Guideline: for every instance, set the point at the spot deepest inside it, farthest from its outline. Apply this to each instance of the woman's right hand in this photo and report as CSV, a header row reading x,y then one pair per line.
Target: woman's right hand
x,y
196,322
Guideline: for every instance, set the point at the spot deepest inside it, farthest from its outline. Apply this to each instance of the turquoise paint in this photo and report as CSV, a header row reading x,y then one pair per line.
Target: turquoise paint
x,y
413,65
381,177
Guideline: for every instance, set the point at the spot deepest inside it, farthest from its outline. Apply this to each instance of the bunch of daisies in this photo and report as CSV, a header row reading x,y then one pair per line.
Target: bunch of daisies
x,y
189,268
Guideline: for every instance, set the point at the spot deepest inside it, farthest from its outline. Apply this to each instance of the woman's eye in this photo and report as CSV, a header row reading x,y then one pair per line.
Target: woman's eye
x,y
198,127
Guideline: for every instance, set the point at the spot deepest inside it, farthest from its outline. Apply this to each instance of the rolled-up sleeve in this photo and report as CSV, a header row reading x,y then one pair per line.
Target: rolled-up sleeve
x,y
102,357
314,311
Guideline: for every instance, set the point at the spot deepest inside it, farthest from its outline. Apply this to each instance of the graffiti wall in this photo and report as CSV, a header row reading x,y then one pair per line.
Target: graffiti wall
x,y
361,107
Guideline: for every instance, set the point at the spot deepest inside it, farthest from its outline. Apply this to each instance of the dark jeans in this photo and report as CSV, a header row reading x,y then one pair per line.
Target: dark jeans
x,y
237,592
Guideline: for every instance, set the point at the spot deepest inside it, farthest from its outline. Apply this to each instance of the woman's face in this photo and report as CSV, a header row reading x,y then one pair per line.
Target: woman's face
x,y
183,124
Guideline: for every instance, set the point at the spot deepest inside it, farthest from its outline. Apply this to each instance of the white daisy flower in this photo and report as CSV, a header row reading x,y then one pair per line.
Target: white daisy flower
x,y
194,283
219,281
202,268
*-*-*
Exercise brief
Output exactly the lines of the material above from the one containing "Target: turquoise paint" up to and including the one containing "of the bunch".

Exercise answer
Target: turquoise paint
x,y
413,65
381,177
Guideline: for every instance, set the point at the spot deepest inside it, farthest from its outline. Apply this to each instance of the bunch of daisies in this photo and report as CSV, a header row reading x,y then one pair per line.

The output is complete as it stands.